WHAT TO PRODUCE => Pick out the lines in the listing below that contain the word "model" and copy them.

········

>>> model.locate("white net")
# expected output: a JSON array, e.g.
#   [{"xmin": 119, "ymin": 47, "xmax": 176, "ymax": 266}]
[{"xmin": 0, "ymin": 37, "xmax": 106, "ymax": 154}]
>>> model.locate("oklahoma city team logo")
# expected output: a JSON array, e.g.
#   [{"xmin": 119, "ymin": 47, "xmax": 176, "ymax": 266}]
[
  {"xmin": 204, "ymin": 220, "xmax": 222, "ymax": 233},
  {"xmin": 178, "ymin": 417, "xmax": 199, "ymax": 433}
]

········

TASK ANSWER =>
>>> model.locate("white net")
>>> model.locate("oklahoma city team logo")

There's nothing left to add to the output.